* _Provided passage_
=-=-=-=-=

The ladies of Alpha Kappa Alpha have a different ethos than the rest of the Divine Nine. More than any other historically Black sorority, AKAs are focused on increasing and preserving Black “social stature” (as it is worded in their five basic tenets). There’s a lot under the tip of that iceberg: Most historically Black Greek organizations have purpose statements that include a focus on “economic growth.” But AKA’s reference to “social stature” is slightly different. It’s not just about leadership, status, wealth, or power. It is also about appearance, politeness, and respectability. And historically, for Black people, that involves making oneself or one’s presence adjacent to whiteness.
Etiquette and presentability are a performance for anyone, but they are concepts created and defined by white people in this country. For many upwardly mobile Black Americans, getting white approval is still necessary for success. Thus, it’s unsurprising that AKAs have a long-standing reputation for having predominantly lighter-skinned women in their ranks, for showcasing silk-pressed hairstyles over natural curls. The double-edged sword of achieving powerful social status as a marginalized person in American society is the assimilation necessary to accomplish it. Rest assured, no one fit that bill more than Kamala Harris.
To put it bluntly: If Harris was considered too Black to be our first Black female president, then, welp! I suppose there goes that dream. She looked the part, in pantsuits and pearls (a signature AKA sorority accessory). She acted the part: Even in college, she was known as C3, for being calm, cool, and collected. She refused to make her identity as a Black, South Asian American central to the campaign, after seeing what running on identity had done for Clinton just eight years earlier. And while maintaining an extremely controlled image, Harris was also wildly qualified, having served as a vice president, U.S. senator, and attorney general of California.

=-=-=-=-=

* _Supplied material_
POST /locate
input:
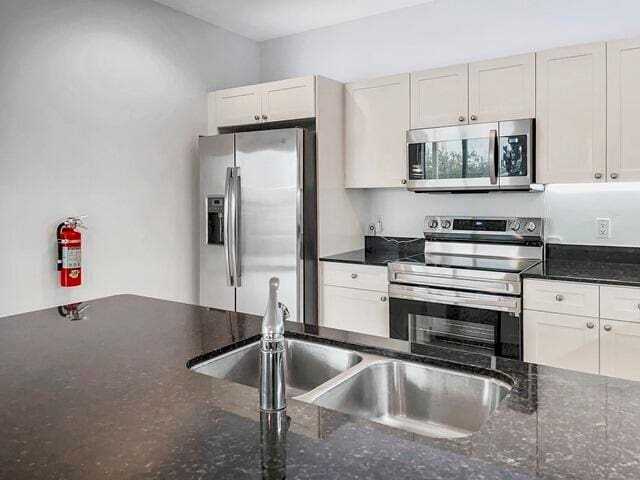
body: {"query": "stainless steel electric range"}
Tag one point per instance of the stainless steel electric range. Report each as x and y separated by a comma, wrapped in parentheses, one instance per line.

=-=-=-=-=

* _What needs to be done_
Pick up the passage on Alpha Kappa Alpha and Kamala Harris after its final sentence and continue it.

* _Result_
And if securing the Black vote and Black capital was the only thing Harris needed for this campaign, she would have achieved it in a business day. Within 24 hours of her endorsement as the Democratic presidential candidate, Black women fundraised an unprecedented number of campaign dollars and broke Zoom capacity records and began to push huge get-out-the-vote efforts. Much of this was led by sorority and fraternity members of the Divine Nine, and to call the Divine Nine “organized” is an understatement. Organizing is not only what they are best at, it is what they trade in.
But taking a page from the white collegiates and utilizing our own secret societies wasn’t enough to convince the rest of the populace in just 107 short days. Harris—backed not just by powerful Black institutions with money and status and the will to get shit done, but by celebrities, party leaders, Democrats, lapsed Republicans, and an ungodly amount of campaign cash—fell short.
There has already been much infighting over what lost Harris the election, about demographics and trust in the system, about running an uninspiring platform against a fascist one, about the economy and inflation resentment. But the deepest truth cannot get lost in all of that: Unfortunately, this country will always default to its original tenets of racism and misogyny in the face of fear, frustration, or just plain dissatisfaction. It has never been more unclear what unified Democratic opposition to Trumpism should look like, but there is one very clear reality looking at us straight in the face. If Harris, the closest woman we had to a bridge between the Black and white vote, couldn’t win in 2024, maybe no Black woman can.